Write down every line of the listing below word for word, changing nothing.
>> Begin
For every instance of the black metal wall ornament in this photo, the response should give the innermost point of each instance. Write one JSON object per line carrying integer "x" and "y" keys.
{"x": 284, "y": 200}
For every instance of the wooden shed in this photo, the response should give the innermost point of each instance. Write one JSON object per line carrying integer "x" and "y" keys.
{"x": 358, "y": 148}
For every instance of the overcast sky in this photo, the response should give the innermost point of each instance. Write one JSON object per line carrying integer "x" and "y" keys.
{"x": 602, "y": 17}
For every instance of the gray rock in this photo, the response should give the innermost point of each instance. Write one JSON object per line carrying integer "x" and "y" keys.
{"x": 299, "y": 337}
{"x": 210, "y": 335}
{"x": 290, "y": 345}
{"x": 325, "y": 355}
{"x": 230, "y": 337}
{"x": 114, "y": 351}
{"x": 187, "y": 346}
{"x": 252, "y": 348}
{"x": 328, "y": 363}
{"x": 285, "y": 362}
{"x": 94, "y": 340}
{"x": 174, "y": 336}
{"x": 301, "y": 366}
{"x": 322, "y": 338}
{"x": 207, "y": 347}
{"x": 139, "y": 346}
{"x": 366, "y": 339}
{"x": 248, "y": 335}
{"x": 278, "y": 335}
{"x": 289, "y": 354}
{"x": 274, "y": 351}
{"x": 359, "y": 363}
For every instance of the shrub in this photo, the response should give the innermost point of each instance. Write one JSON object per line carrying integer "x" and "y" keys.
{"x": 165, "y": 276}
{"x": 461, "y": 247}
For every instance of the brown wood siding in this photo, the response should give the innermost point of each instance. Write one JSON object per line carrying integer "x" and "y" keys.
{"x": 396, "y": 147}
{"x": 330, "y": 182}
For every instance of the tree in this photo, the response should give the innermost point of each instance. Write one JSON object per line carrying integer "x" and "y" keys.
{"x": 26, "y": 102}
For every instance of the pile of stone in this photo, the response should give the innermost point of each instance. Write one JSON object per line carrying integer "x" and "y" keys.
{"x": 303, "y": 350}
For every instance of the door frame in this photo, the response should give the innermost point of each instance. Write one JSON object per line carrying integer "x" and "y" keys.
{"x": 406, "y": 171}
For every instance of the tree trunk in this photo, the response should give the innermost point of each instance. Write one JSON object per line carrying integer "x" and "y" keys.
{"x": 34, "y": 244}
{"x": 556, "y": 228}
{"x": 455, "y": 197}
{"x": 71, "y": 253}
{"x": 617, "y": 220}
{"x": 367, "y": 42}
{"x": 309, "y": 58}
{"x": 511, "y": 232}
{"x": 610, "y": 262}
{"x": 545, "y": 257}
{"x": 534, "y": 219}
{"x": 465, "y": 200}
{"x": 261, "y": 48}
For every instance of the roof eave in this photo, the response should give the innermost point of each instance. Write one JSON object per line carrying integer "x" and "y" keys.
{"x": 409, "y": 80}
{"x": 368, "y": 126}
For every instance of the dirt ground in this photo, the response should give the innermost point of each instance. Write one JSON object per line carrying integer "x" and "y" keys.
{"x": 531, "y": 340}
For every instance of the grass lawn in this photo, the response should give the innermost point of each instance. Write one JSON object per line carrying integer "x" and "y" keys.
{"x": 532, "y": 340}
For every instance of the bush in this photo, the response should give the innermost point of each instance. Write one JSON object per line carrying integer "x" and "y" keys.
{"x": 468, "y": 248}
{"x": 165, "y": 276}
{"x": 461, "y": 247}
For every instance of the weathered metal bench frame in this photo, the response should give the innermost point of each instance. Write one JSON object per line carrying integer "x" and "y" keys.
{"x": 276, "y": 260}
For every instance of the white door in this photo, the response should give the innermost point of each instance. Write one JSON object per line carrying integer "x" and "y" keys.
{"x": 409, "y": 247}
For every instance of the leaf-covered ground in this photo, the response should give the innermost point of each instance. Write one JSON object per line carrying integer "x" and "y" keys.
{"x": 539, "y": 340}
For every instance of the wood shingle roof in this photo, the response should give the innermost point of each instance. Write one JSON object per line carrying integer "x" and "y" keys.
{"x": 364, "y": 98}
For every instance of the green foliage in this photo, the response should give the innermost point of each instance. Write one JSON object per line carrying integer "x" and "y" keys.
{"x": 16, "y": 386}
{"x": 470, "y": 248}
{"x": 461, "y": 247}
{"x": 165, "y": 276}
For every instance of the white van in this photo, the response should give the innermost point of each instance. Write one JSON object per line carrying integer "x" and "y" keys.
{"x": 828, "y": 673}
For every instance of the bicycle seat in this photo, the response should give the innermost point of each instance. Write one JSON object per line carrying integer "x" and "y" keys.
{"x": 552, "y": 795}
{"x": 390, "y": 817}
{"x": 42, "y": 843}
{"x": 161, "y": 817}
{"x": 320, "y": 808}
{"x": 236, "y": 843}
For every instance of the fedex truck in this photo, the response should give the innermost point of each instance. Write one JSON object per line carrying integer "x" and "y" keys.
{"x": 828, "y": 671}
>> End
OUTPUT OF THE EXERCISE —
For every instance of the black metal wall ornament in this photo, the response should give the innermost point of each instance. Write one JSON object per line carrying integer "x" and "y" keys.
{"x": 284, "y": 200}
For every instance of the wooden shed in this photo, the response should give the innermost point of each instance. Write one JSON object per line carrying integer "x" and "y" keys.
{"x": 358, "y": 148}
For every instance of the overcast sky in this photo, the response should give the innermost point of each instance. Write one JSON object per line carrying integer "x" and "y" keys.
{"x": 602, "y": 17}
For every instance of the gray rock in this photo, the response should give the innermost point of each instance. Write one JSON object per line carrying integer "x" and "y" keys.
{"x": 299, "y": 337}
{"x": 210, "y": 335}
{"x": 290, "y": 345}
{"x": 325, "y": 355}
{"x": 230, "y": 337}
{"x": 114, "y": 351}
{"x": 187, "y": 346}
{"x": 252, "y": 348}
{"x": 328, "y": 363}
{"x": 285, "y": 362}
{"x": 94, "y": 340}
{"x": 174, "y": 336}
{"x": 301, "y": 366}
{"x": 322, "y": 338}
{"x": 207, "y": 347}
{"x": 139, "y": 346}
{"x": 366, "y": 339}
{"x": 248, "y": 335}
{"x": 278, "y": 335}
{"x": 289, "y": 354}
{"x": 274, "y": 351}
{"x": 359, "y": 363}
For every instance of the shrub in this photo, the response should give the innermost point of each instance. Write one JSON object per line carrying integer "x" and "y" keys.
{"x": 165, "y": 276}
{"x": 461, "y": 247}
For every instance of the brown wood siding in this photo, the response should give the innermost point of each instance. Write one JSON object per line carrying integer "x" and "y" keys.
{"x": 396, "y": 147}
{"x": 330, "y": 182}
For every instance of the tree in this photo, the response should give the innermost point of each instance. Write one JSON object per line carrying integer "x" and "y" keys.
{"x": 26, "y": 102}
For every instance of the pile of stone in this photo, the response should give the innermost point of each instance. Write one JSON object per line carrying integer "x" and "y" keys.
{"x": 303, "y": 350}
For every instance of the door frame in this photo, the response should give the innermost point of each instance. Write one JSON object per line carrying integer "x" and "y" keys.
{"x": 406, "y": 171}
For every instance of the tree trunk in this photo, the response should give the innermost point of each instance. Write one JSON object per line carrying integer "x" and "y" keys.
{"x": 34, "y": 244}
{"x": 556, "y": 228}
{"x": 455, "y": 197}
{"x": 71, "y": 253}
{"x": 617, "y": 220}
{"x": 367, "y": 42}
{"x": 309, "y": 58}
{"x": 511, "y": 232}
{"x": 610, "y": 262}
{"x": 545, "y": 257}
{"x": 534, "y": 219}
{"x": 465, "y": 200}
{"x": 261, "y": 48}
For every instance of the roof eave in this photo, the response should give the innermost point of each instance. Write one JSON object per line carrying integer "x" and "y" keys.
{"x": 409, "y": 80}
{"x": 368, "y": 126}
For every instance of the dirt ground in this photo, the response should give the innermost point of each instance. Write one JSON object per line carrying integer "x" and "y" keys.
{"x": 531, "y": 340}
For every instance of the grass lawn in this photo, the response should give the innermost point of each instance. Write one JSON object per line carrying integer "x" and "y" keys.
{"x": 532, "y": 340}
For every instance of the bush in this photo, the response should give the innermost point of each instance. Write one JSON object per line carrying integer "x" and "y" keys.
{"x": 468, "y": 248}
{"x": 165, "y": 276}
{"x": 461, "y": 247}
For every instance of the weathered metal bench frame in this photo, the response should give the innermost point of each instance. Write one JSON object per line carrying integer "x" and "y" keys.
{"x": 276, "y": 260}
For every instance of the white door in this photo, the response should give the innermost point of each instance. Write one JSON object per line carrying integer "x" and "y" keys.
{"x": 409, "y": 247}
For every instance of the leaf-covered ground in this photo, the response should give the innermost point of each instance. Write one JSON object per line carrying integer "x" and "y" keys.
{"x": 539, "y": 340}
For every instance of the wood shingle roof in this photo, the response should give the innermost point of each instance. Write one JSON object per line carrying integer "x" and "y" keys.
{"x": 364, "y": 98}
For every instance of the green foliage in this photo, the response should give the innermost point of each instance. Write one JSON object per line carrying integer "x" and "y" keys.
{"x": 16, "y": 386}
{"x": 470, "y": 248}
{"x": 461, "y": 247}
{"x": 165, "y": 276}
For every instance of the white van in this photo, the response should give the innermost point of each instance. Write one JSON object per line carrying integer "x" and "y" keys.
{"x": 828, "y": 673}
For every instance of the bicycle seat in this photo, the response should give the innermost point of each instance. Write one JSON object per line carrying integer "x" and "y" keys.
{"x": 552, "y": 795}
{"x": 390, "y": 817}
{"x": 42, "y": 843}
{"x": 161, "y": 817}
{"x": 320, "y": 808}
{"x": 236, "y": 843}
For every instance of the fedex truck in this photo, the response should give the innermost point of each instance. Write one JSON object per line carrying integer "x" and "y" keys.
{"x": 828, "y": 671}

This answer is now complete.